Exercise tasks:
1) In the poetry anthology descriptions, what do poets show cats doing, and how does the text account for those particular activities?
2) Extend the poetry anthology descriptions beyond their final paragraph.

Quoted passage:
** BEGIN **

THE GREAT CAT: POEMS ABOUT CATS edited by Emily Fragos
The feline has inspired poetic adoration since the days of the pharaohs, and the poems collected here cover an astonishing range of periods, cultures, and styles. Poets across the continents and centuries have described the feline family–from kittens to old toms, pussycats to panthers–doing what they do best: sleeping, prowling, prancing, purring, sleeping some more, and gazing disdainfully at lesser beings like ourselves. Here are Yeats’s Minnaloushe, Christopher Smart’s Jeoffry, Lewis Carroll’s Cheshire Cat, T. S. Eliot’s Rum Tum Tugger, William Blake’s tyger and Rilke’s panther. Here are tributes from Sufi mystics, medieval Chinese poets, and haiku masters of imperial Japan, from Chaucer, Shelley, Borges, Neruda, Dickinson, and Shakespeare. Here are the cats of Mother Goose, and the one who wore the hat for Dr. Seuss.
EAT, DRINK, AND BE MERRY: POEMS ABOUT FOOD AND DRINK edited by Peter Washington
All kinds of foods and beverages are laid out in these pages, along with picnics and banquets, intimate suppers and quiet dinners, noisy parties and public celebrations–in poems by Horace, Catullus, Hafiz, Rumi, Rilke, Moore, Nabokov, Updike, Mandelstam, Stevens, and many others. From Sylvia Plath’s ecstatic vision of juice-laden berries in “Blackberrying” to D. H. Lawrence’s lush celebration of “Figs,” from the civilized comfort of Noël Coward’s “Something on a Tray” to the salacious provocation of Swift’s “Oysters,” from Li Po on “Drinking Alone” to Baudelaire on “The Soul of the Wine,” and from Emily Dickinson’s “Forbidden Fruit” to Elizabeth Bishop’s “A Miracle for Breakfast,” Eat, Drink, and Be Merry serves up a tantalizing and variegated literary feast.

** END **

Data provided:
** BEGIN **

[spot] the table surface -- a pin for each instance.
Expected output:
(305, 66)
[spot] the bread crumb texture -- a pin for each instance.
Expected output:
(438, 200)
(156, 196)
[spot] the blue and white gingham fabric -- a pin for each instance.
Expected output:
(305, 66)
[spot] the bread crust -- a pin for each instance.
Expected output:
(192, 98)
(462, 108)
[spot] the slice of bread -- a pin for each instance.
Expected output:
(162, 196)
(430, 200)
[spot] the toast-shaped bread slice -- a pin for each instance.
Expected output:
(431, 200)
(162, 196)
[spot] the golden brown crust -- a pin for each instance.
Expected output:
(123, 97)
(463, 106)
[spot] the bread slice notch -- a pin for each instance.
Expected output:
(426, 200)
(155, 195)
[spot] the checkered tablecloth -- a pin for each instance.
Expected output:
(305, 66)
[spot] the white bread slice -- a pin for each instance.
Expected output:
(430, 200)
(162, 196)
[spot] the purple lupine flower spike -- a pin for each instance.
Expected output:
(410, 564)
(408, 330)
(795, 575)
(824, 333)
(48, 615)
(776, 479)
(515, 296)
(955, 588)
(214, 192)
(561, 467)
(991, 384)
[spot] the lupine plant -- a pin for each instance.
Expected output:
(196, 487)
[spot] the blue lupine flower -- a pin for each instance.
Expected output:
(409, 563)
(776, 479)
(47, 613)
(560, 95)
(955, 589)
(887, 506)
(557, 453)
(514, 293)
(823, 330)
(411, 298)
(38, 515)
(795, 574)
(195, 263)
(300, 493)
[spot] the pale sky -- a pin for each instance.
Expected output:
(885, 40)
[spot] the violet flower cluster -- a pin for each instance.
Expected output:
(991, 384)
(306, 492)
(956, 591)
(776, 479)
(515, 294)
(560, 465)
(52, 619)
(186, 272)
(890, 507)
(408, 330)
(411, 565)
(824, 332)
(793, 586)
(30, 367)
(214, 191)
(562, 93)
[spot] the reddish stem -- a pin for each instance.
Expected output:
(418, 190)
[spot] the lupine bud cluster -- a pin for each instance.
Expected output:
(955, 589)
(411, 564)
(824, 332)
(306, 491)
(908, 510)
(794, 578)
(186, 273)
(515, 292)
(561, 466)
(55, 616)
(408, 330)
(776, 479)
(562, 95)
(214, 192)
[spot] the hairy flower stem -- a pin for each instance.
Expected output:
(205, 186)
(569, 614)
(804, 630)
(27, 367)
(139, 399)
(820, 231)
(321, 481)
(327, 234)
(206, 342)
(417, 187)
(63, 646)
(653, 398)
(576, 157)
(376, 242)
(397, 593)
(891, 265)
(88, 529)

** END **

Answers per task:
1) Poets show cats sleeping, prowling, prancing, purring, sleeping some more, and gazing disdainfully at lesser beings like ourselves. The text says these are the things cats do best.

2)
COMIC POEMS edited by Peter Washington
This treasury of humorous poems brings together a sparkling constellation of witty poets–from Lord Rochester to Lewis Carroll, from Edward Lear to Ogden Nash, from Dorothy Parker to W. H. Auden–and embraces a wide range of forms, including limericks, clerihews, ballads, sonnets, and nonsense verse.
ON WINGS OF SONG: POEMS ABOUT BIRDS edited by J. D. McClatchy
From backyard to barnyard, from hawks to hummingbirds, from pelicans to peacocks, from Coleridge's albatross to Keats's nightingale to Poe's raven-all manner of feathered beings, the inspiration for poetic flights of fancy through the ages, are gathered together in this delightful volume. Some other winged treasures: Emily Dickinson on the jay; Gertrude Stein on pigeons; Seamus Heaney on turkeys; Tennyson on the eagle; Spenser on the merry cuckoo; Amy Clampitt on the whippoorwill; Po Chü-i on cranes; John Updike on seagulls; W.S. Merwin on the duck; Elizabeth Bishop on the sandpiper; Rilke on flamingoes; Margaret Atwood on vultures; the Bible on the ostrich; Sylvia Plath on the owl; Melville on the hawk; Yeats on wild swans; Virgil on the harpies; Thomas Hardy on the darkling thrush; and Wallace Stevens on thirteen ways of looking at a blackbird.
FRIENDSHIP POEMS edited by Peter Washington
A celebration of friendship in all its aspects--from the delight of making a new friend to the serene joys of longtime devotion. Poems about best friends, false friends, dear friends, lost friends, even animal friends. These poems have been selected from the work of great poets in all times and places, including Emily Dickinson, W.H. Auden, Henry Thoreau, Shakespeare, Sappho, Robert Frost, Rudyard Kipling, Walt Whitman, and many others.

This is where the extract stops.